TEXT SHOWN ▸
On September 21, 1983, after eight days of deliberation, the jury acquitted John Sweeney of second-degree murder, but found him guilty of the lesser charge of voluntary manslaughter. He was also convicted of misdemeanor assault for the altercation with Dunne that occurred on September 26, 1982. Dunne's family was outraged by the verdict, calling it an "injustice". After Judge Katz excused the jury and commented on the judicial system being upheld, Dominick Dunne, the victim's father, yelled, "Not for our family, Judge Katz!" Before he left the courtroom, Dominick Dunne accused Judge Katz of purposely withholding Sweeney's ex-girlfriend's testimony from the jury, which would have established his violent history with women. Victims for Victims, a victims' rights group that was founded by actress Theresa Saldana, protested against the verdict by staging a march outside the courthouse. Afterward, several media outlets also debated the events of the trial and the verdict. Several outlets criticized Judge Katz's rulings, which many argued favored the defense. One local L.A. TV station polled viewers, who rated Judge Katz the fourth-worst judge in Los Angeles County.

On November 7, Sweeney was sentenced to six years in prison for manslaughter, which was the maximum sentence he could have received, with an additional six months for the assault charge. At Sweeney's sentencing, Judge Katz criticized the jury's verdict of manslaughter, stating he felt that Dunne's death was "A case, pure and simple, of murder. Murder with malice." The jury's foreman, Paul Speigel, later told the media that his fellow jurors and he were surprised by Judge Katz's criticism, and he called his comment "a cheap shot". Speigel felt that Judge Katz's criticism did not stem from their verdict, but from the harsh criticism he received afterward. Speigel went on to say that had the jury been provided with the opportunity to hear all of the evidence, they would have convicted Sweeney of murder.

SUPPLIED ENTRIES ▸
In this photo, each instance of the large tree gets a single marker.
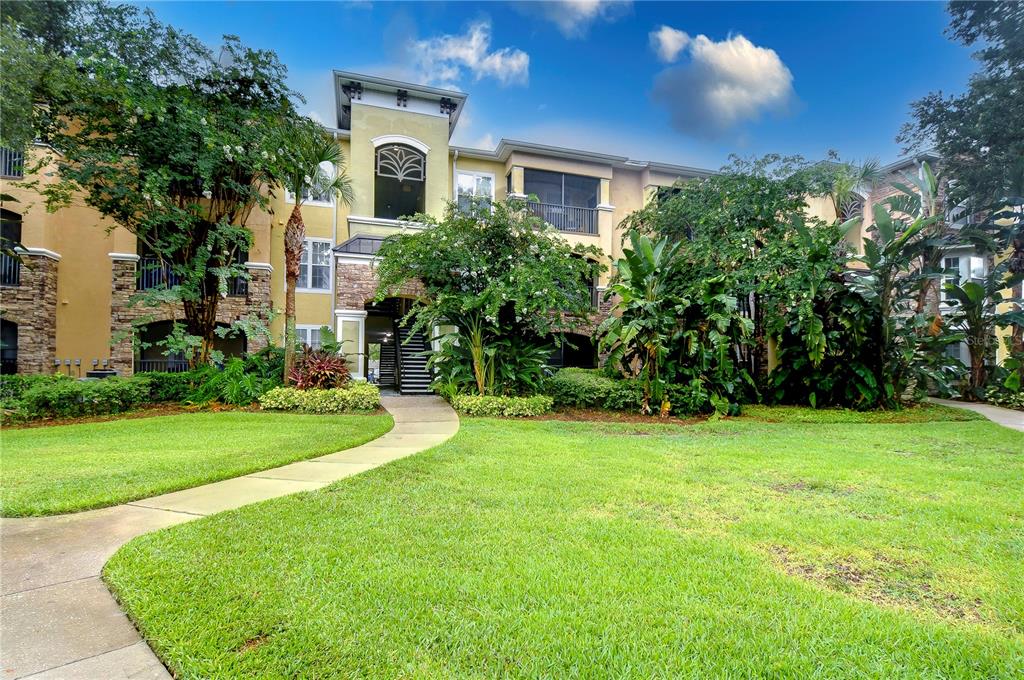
(979, 133)
(495, 272)
(732, 223)
(166, 139)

WORK REQUIRED ▸
Could you quote the whole text about the Sweeney verdict and sentencing word for word?

SOLUTION FOR THIS TASK ▸
On September 21, 1983, after eight days of deliberation, the jury acquitted John Sweeney of second-degree murder, but found him guilty of the lesser charge of voluntary manslaughter. He was also convicted of misdemeanor assault for the altercation with Dunne that occurred on September 26, 1982. Dunne's family was outraged by the verdict, calling it an "injustice". After Judge Katz excused the jury and commented on the judicial system being upheld, Dominick Dunne, the victim's father, yelled, "Not for our family, Judge Katz!" Before he left the courtroom, Dominick Dunne accused Judge Katz of purposely withholding Sweeney's ex-girlfriend's testimony from the jury, which would have established his violent history with women. Victims for Victims, a victims' rights group that was founded by actress Theresa Saldana, protested against the verdict by staging a march outside the courthouse. Afterward, several media outlets also debated the events of the trial and the verdict. Several outlets criticized Judge Katz's rulings, which many argued favored the defense. One local L.A. TV station polled viewers, who rated Judge Katz the fourth-worst judge in Los Angeles County.

On November 7, Sweeney was sentenced to six years in prison for manslaughter, which was the maximum sentence he could have received, with an additional six months for the assault charge. At Sweeney's sentencing, Judge Katz criticized the jury's verdict of manslaughter, stating he felt that Dunne's death was "A case, pure and simple, of murder. Murder with malice." The jury's foreman, Paul Speigel, later told the media that his fellow jurors and he were surprised by Judge Katz's criticism, and he called his comment "a cheap shot". Speigel felt that Judge Katz's criticism did not stem from their verdict, but from the harsh criticism he received afterward. Speigel went on to say that had the jury been provided with the opportunity to hear all of the evidence, they would have convicted Sweeney of murder.